### Task requirements
Exact reproduction of the data is required, with images excluded.

### Data in this exercise
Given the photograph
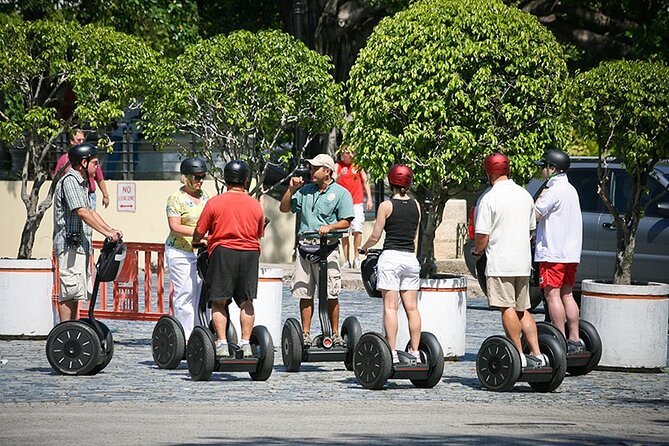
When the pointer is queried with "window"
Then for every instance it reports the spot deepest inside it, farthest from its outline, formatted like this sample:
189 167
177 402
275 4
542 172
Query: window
585 182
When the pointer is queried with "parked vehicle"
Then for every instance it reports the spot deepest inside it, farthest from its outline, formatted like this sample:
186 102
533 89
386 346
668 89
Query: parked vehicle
651 259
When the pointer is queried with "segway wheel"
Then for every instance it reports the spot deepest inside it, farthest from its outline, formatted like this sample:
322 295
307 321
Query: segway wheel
498 364
593 344
434 357
73 348
168 343
372 361
557 358
350 332
291 345
201 355
107 350
263 347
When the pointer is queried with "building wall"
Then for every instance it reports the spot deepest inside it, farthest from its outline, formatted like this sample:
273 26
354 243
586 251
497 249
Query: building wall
149 223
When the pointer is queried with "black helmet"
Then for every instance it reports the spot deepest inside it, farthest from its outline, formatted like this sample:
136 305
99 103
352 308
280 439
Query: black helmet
191 166
80 152
236 172
556 158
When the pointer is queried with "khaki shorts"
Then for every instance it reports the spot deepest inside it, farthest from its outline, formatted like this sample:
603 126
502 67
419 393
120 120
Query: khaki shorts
305 278
509 292
75 281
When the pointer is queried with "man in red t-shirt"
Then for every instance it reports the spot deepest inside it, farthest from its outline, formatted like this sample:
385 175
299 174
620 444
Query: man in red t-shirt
234 222
354 179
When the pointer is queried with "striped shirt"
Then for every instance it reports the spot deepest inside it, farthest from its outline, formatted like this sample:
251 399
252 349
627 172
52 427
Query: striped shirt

### Completed exercise
Given the photograph
When the pointer is queried with "window"
Then for every instance it reports the spot deepest inside it, farthest from its outline, formatted like this sample:
189 167
177 402
275 4
542 172
Query: window
585 182
When the pointer is queried with "parked vehicle"
Then for every instance it reports the spot deepest inside it, farthest from its outline, formatted like this sample:
186 102
533 89
386 346
668 89
Query: parked vehicle
651 259
When the pointer is queried with "segway wheel"
Then for every instance it reports the spot deepest inside it, farthest from its outline, formatted like this sample:
322 295
307 321
Query: segway wheel
498 364
593 344
434 357
73 348
168 343
372 361
557 358
350 332
291 345
201 355
107 350
263 347
When the pointer is queried with "building wall"
Then for every instance it reports the spot deepest inside it, farthest from its outline, formatted like this sample:
273 26
354 243
586 251
497 249
Query: building wall
149 223
When the pointer is queried with "black helmet"
Then for every instance it reports the spot deepest inside it, farthest from its outline, formatted like this sample:
136 305
99 103
352 308
280 439
Query: black helmet
191 166
80 152
236 172
556 158
When the pointer is queried with "khaki shorts"
Then for every instance it reports the spot deepest inside it, farthest from its outline, formatted like this sample:
603 126
502 67
419 393
120 120
Query: khaki shorts
305 278
509 292
75 281
When the pointer is queried with "man in red t-shirt"
Then for every instance it reports the spot deepest inside it, farthest from its outline, formatted like this sample:
385 175
299 174
620 444
Query: man in red t-shirt
234 222
354 179
When the pointer is queried with "striped shirt"
Then for every instance it reports the spot deepest inside it, farthest from its outline, formatted like this sample:
251 399
252 349
627 172
52 427
Query: striped shirt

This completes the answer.